Brief A: Using the post below about the paper-jam article, decide whether each statement agrees with it: (i) The writer read the article right after receiving the email. (ii) The paper jam happened while a client was trying to print a book. (iii) The writer read quotes from the article aloud to Esther. For each one, answer yes or no and quote the words from the post that settle it.
Brief B: Carry on the post below about the Xerox paper-jam article, starting after its final sentence.

"A trivial problem reveals the limits of technology" had caught my eye, but not enough of my attention to get me to read more at the time I received the email. In my boredom I finally opened the article and was immediately drawn into the action filled drama that is the world of copiers, xerography, and tribology (don't worry, those words will mean more to you when you read the article, and you should).
The article read like the script for an action movie. Full of obstacles to conquer, fascinating sci-fi-esque technology, characters I felt invested in, and a lasting struggle. The article opens with the initial conflict that draws us into the story. Xerox engineers are faced with a problem: a paper jam had occurred in Asia while a client had been trying to print a book. With overwhelming enthusiasm I started reading quotes aloud to Esther.

Point localization data:
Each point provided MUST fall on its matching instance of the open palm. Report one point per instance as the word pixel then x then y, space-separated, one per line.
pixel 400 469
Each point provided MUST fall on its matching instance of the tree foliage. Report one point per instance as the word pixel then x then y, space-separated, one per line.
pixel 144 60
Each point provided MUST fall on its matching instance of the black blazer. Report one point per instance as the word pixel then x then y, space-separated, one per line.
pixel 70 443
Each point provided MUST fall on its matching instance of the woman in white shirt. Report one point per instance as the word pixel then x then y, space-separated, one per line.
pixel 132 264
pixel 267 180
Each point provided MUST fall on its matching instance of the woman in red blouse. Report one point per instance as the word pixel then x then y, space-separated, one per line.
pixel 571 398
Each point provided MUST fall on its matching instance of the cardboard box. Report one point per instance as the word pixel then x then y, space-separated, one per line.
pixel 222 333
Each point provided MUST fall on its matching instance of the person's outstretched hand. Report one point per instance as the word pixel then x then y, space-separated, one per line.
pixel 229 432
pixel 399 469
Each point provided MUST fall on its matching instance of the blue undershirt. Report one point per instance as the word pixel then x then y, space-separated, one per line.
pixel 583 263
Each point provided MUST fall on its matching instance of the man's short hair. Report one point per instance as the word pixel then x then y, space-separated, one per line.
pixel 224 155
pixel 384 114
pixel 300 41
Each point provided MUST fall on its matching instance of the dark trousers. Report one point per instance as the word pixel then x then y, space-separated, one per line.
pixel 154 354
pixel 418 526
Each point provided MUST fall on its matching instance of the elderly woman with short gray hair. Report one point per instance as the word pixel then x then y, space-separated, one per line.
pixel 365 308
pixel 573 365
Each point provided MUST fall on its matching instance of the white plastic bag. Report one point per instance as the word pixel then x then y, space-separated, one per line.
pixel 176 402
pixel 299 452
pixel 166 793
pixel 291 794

Expected output A:
(i) No: "had caught my eye, but not enough of my attention to get me to read more at the time I received the email"
(ii) Yes: "a paper jam had occurred in Asia while a client had been trying to print a book"
(iii) Yes: "I started reading quotes aloud to Esther"

Expected output B:
"The paper they had fed into the press was unusually thin and light, of the sort found in a phone book or a Bible. This had not gone well. Midway through the printing process, the paper was supposed to cross a gap; flung from the top of a rotating belt, it needed to soar through space until it could be sucked upward by a vacuum pump onto another belt, which was positioned upside down. Unfortunately, the press was in a hot and humid place, and the paper, normally lissome, had become listless. At the apex of its trajectory, at the moment when it was supposed to connect with the conveyor belt, its back corners drooped. They dragged on the platform below, and, like a trapeze flier missing a catch, the paper sank downward. "
How, I asked Esther, was an article on copiers written with such literary mastery? We came to the conclusion the New Yorker had handed out a handful of topics to write on. The author, Joshua Rothman, had drawn the short straw and ended up with copy machines. Instead of being disappointed by his banal assignment he decided, "Oh yeah? Well I'm going to write the best article ever written about copy machines!" And he did.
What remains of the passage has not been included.